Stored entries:
----

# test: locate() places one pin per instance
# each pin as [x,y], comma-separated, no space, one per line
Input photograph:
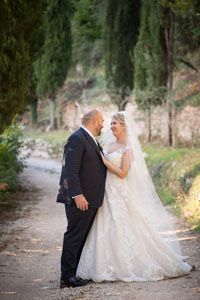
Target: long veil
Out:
[142,188]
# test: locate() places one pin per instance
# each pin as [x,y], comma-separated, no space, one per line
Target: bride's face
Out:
[117,128]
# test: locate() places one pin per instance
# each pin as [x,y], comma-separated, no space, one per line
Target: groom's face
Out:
[99,124]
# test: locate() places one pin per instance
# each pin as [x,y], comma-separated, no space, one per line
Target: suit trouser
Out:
[79,224]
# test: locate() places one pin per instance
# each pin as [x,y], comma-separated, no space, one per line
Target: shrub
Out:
[11,164]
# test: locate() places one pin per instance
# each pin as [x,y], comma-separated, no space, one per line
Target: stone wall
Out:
[187,120]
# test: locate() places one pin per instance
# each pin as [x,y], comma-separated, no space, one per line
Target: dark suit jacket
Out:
[83,171]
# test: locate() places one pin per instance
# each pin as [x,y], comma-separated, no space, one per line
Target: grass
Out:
[175,172]
[176,175]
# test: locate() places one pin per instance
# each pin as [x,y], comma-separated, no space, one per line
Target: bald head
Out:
[89,116]
[93,121]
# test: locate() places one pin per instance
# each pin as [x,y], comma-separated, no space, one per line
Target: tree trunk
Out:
[52,102]
[149,124]
[33,108]
[170,67]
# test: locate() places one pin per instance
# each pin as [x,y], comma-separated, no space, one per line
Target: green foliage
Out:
[121,33]
[87,32]
[52,66]
[176,175]
[150,73]
[10,162]
[188,177]
[19,32]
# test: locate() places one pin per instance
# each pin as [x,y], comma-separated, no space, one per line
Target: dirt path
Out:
[30,258]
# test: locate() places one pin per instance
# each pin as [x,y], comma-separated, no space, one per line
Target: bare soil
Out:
[32,228]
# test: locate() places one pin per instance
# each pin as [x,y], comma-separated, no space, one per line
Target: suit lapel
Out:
[90,140]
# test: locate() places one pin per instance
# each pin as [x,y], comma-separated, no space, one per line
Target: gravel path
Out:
[30,249]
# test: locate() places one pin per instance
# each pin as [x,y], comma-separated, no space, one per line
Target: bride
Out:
[132,238]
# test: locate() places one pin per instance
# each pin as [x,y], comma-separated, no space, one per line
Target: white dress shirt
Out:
[89,134]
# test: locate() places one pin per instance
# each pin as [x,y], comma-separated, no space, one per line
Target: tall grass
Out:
[10,162]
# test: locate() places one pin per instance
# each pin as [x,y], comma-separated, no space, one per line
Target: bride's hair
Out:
[119,117]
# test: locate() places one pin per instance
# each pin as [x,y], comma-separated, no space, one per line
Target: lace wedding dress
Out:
[122,243]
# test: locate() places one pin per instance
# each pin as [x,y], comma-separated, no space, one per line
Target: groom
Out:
[82,186]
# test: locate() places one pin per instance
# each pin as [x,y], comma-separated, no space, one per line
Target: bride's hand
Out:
[103,158]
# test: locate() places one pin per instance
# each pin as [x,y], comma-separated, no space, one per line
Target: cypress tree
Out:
[20,23]
[121,32]
[52,66]
[150,53]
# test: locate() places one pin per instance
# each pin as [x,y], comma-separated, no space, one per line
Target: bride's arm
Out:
[121,172]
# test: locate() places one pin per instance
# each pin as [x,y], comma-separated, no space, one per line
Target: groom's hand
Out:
[81,202]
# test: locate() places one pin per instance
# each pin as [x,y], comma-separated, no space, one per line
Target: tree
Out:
[20,23]
[52,66]
[121,33]
[87,32]
[185,9]
[150,55]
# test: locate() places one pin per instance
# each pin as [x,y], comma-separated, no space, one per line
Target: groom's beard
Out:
[98,131]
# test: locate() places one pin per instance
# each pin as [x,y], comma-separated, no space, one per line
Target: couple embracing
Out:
[117,226]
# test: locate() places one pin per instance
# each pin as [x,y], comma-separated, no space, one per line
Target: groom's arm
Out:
[73,159]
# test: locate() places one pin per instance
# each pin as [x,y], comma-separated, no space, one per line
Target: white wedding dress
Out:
[122,243]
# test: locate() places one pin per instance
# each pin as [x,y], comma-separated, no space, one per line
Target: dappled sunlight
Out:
[8,293]
[8,253]
[37,280]
[188,238]
[36,251]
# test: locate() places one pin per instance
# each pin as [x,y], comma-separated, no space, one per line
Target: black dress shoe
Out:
[73,282]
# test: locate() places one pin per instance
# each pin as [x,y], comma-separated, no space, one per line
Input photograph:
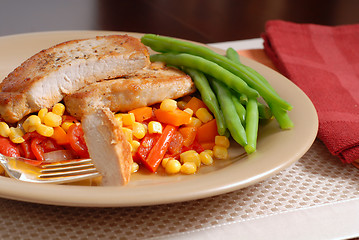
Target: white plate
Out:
[276,149]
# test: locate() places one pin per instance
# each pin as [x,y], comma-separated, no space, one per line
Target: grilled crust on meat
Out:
[109,150]
[43,79]
[146,87]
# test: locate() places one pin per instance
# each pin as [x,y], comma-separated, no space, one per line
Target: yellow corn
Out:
[128,134]
[31,123]
[220,152]
[52,120]
[190,156]
[189,168]
[4,129]
[221,141]
[204,115]
[194,122]
[168,105]
[15,135]
[181,104]
[118,118]
[154,127]
[210,152]
[164,162]
[206,158]
[59,109]
[134,145]
[139,130]
[42,114]
[173,166]
[188,110]
[45,130]
[134,167]
[127,118]
[66,125]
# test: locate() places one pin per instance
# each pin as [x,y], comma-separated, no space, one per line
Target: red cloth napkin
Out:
[324,62]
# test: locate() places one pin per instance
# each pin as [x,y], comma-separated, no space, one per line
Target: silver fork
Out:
[56,173]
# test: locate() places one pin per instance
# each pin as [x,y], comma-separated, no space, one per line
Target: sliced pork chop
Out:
[43,80]
[108,147]
[146,87]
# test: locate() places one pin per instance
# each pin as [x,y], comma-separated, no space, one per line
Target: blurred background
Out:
[205,21]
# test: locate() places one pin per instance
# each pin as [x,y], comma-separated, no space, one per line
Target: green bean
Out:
[208,67]
[167,44]
[264,112]
[282,117]
[240,109]
[252,119]
[208,97]
[229,112]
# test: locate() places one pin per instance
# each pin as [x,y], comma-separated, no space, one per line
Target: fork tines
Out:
[67,168]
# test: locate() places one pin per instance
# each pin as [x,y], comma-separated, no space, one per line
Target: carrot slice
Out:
[142,113]
[159,150]
[175,118]
[207,132]
[208,145]
[189,134]
[60,136]
[195,104]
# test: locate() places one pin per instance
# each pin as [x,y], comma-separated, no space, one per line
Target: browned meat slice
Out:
[108,147]
[43,80]
[146,87]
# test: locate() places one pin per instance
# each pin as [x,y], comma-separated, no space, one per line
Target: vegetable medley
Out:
[178,135]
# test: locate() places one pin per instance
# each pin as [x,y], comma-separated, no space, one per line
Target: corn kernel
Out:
[168,105]
[206,158]
[42,114]
[173,166]
[118,118]
[203,115]
[16,134]
[66,125]
[134,167]
[4,129]
[154,127]
[127,118]
[190,156]
[134,144]
[194,122]
[31,122]
[221,141]
[164,162]
[189,168]
[128,134]
[189,111]
[139,130]
[220,152]
[45,130]
[52,120]
[59,109]
[181,104]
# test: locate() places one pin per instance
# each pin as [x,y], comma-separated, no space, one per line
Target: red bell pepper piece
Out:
[8,148]
[145,147]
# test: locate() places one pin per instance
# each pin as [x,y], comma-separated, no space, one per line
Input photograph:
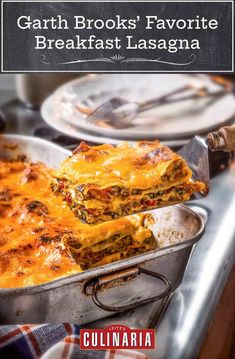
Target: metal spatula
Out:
[196,153]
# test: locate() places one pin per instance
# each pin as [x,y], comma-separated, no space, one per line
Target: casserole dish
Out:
[102,291]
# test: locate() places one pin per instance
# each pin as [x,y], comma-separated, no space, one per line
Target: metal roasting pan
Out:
[102,291]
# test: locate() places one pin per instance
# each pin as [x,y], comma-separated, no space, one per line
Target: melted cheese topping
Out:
[142,165]
[34,223]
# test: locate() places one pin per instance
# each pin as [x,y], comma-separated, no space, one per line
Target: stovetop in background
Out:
[186,319]
[15,117]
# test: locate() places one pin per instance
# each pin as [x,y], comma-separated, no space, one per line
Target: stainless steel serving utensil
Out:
[119,113]
[196,153]
[115,286]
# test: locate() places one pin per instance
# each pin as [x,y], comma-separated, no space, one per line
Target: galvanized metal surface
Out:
[65,299]
[184,323]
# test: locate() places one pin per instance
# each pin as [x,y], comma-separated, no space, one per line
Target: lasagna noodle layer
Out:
[105,182]
[36,228]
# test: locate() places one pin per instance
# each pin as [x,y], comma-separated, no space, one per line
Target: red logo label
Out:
[117,337]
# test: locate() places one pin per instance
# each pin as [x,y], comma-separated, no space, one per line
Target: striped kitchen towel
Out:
[52,341]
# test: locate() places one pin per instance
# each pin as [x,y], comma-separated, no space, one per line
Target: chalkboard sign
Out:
[117,36]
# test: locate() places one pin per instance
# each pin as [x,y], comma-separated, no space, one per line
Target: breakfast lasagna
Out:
[104,182]
[40,238]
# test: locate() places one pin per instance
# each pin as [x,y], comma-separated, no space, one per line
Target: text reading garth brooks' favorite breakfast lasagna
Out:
[105,182]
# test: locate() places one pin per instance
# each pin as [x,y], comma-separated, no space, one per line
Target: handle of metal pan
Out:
[110,308]
[222,140]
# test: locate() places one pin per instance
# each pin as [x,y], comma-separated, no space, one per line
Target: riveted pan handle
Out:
[223,139]
[110,308]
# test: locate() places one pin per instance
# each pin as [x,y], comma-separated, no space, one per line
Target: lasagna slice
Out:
[104,182]
[111,241]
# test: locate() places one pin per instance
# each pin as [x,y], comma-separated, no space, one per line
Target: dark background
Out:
[215,54]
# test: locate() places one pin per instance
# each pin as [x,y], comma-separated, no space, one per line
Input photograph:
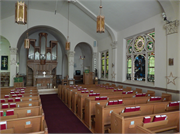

----

(Task brief) Return each line from the records that includes the word "lasagna".

(Completed exercise)
Target: lasagna noodle layer
Target: breakfast lasagna
Target: text reading garth brooks' favorite breakfast lasagna
Target: lasagna slice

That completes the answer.